— QUOTED PASSAGE —
——

You may think a couple of hours of TV after school is harmless to your child, but you might be mistaken.


Because TV watching detracts from the time a child could spend in active play and exercise and encourages high-calorie snacking, a few hours of TV are far from harmless and may actually be contributing to rising rates of childhood obesity.

Using information from the Third National Health and Nutrition Examination survey, public health experts examined the relationship between television watching, energy (calorie) intake, physical activity, and obesity in 4,069 U.S. boys and girls between the ages of 8 and 16 years. The children and teens who participated in the study answered questions about physical activity, hours of television watched, and diet. Height and weight also were measured.

Almost half of the children watched more than 2 hours of television per day. Gender and race/ethnicity were related to the amount of TV watched: 38% of boys watched more than 2 hours per day, compared with 48% of girls. Sixty-five percent of black and 53% of Mexican-American children watched 3 or more hours of TV each day, compared with 37% of non-Hispanic white children. In addition, 17% of black children, 9% of Mexican-American children, and 6% of non-Hispanic white children watched 5 or more hours of TV a day.

——

— DATASET EXTRACT —
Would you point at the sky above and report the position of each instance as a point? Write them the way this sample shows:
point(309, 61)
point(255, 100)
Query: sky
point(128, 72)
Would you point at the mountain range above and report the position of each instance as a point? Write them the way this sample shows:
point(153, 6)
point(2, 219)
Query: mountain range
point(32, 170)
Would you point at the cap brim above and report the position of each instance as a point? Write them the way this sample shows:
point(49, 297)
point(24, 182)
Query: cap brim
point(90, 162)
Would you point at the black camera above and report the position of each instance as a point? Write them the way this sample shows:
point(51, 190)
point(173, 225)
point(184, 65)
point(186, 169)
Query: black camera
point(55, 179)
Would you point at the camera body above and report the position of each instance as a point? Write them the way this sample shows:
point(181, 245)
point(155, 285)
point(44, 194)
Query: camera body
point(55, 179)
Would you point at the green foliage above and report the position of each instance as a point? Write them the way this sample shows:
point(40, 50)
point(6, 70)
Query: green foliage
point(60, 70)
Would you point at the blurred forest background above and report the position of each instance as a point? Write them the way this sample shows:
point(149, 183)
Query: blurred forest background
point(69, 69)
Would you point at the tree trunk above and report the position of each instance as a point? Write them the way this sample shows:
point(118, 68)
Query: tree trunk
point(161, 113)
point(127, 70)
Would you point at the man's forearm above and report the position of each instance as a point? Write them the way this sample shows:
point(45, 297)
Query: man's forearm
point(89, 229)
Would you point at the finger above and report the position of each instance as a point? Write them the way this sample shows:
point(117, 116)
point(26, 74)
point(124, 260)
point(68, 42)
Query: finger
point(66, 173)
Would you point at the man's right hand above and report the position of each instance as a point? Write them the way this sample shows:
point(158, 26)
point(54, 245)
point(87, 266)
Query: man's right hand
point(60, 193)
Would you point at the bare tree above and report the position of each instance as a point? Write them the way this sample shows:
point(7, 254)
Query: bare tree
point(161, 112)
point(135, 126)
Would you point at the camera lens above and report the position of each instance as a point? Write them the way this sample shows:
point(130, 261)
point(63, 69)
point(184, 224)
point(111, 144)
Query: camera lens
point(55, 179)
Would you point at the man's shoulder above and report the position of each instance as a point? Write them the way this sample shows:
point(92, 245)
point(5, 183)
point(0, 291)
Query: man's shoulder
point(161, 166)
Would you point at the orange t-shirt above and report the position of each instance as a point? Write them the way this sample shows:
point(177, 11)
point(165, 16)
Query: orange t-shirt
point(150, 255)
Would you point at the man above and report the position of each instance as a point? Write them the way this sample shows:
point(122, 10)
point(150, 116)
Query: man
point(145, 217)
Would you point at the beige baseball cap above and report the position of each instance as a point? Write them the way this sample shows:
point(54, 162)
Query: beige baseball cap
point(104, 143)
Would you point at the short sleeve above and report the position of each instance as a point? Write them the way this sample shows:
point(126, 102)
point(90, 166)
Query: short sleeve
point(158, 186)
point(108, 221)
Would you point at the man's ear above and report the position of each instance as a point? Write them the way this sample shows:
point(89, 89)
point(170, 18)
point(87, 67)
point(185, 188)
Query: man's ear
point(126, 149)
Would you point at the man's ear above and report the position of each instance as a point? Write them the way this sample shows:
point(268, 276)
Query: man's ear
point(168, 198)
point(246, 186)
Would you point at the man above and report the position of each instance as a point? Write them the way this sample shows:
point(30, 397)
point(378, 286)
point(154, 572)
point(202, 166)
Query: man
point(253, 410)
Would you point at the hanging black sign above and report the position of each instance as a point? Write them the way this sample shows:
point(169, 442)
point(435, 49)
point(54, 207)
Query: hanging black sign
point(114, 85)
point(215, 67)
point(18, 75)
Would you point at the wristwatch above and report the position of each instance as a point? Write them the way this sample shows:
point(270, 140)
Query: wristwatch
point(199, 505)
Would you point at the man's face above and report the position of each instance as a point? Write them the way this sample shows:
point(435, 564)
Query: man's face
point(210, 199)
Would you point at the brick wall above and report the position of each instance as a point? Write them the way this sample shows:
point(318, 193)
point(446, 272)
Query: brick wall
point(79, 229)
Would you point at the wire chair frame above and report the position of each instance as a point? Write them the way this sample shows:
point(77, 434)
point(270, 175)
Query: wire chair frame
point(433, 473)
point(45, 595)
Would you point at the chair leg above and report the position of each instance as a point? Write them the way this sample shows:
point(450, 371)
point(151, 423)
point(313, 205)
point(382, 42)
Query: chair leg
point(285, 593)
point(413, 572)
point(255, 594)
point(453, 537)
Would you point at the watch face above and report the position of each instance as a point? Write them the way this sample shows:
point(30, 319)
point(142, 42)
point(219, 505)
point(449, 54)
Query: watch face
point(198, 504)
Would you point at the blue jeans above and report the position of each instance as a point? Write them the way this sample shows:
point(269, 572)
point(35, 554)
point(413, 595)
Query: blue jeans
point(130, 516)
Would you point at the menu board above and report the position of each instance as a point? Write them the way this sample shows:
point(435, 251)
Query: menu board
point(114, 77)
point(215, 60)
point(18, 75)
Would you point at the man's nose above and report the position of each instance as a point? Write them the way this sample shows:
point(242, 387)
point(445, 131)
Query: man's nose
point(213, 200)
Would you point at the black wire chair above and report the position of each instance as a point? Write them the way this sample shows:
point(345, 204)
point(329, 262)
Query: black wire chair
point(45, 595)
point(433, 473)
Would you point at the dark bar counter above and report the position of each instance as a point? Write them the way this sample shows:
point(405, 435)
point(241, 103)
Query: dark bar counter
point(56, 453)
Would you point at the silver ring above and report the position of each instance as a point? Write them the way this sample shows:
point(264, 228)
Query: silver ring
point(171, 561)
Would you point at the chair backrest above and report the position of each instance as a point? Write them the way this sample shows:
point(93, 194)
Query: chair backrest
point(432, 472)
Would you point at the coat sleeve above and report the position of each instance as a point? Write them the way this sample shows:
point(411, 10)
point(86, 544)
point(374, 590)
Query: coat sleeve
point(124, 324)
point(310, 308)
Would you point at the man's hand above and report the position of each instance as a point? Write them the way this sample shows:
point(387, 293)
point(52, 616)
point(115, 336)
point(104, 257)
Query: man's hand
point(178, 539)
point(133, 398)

——

— PROMPT A —
According to the passage on children's TV watching, why are a few hours of TV a day far from harmless? Answer in one to three sentences.
— PROMPT B —
Translate this sentence from the passage on children's TV watching into Spanish: "Almost half of the children watched more than 2 hours of television per day."
— PROMPT C —
From the passage on children's TV watching, repeat word for word the part that opens with the words containing "Because TV watching" and closes with "also were measured.".

— EXERCISE RESPONSE A —
TV watching takes away time a child could spend in active play and exercise, and it encourages high-calorie snacking. For these reasons, it may be contributing to rising rates of childhood obesity.

— EXERCISE RESPONSE B —
Casi la mitad de los niños veía más de 2 horas de televisión al día.

— EXERCISE RESPONSE C —
Because TV watching detracts from the time a child could spend in active play and exercise and encourages high-calorie snacking, a few hours of TV are far from harmless and may actually be contributing to rising rates of childhood obesity.

Using information from the Third National Health and Nutrition Examination survey, public health experts examined the relationship between television watching, energy (calorie) intake, physical activity, and obesity in 4,069 U.S. boys and girls between the ages of 8 and 16 years. The children and teens who participated in the study answered questions about physical activity, hours of television watched, and diet. Height and weight also were measured.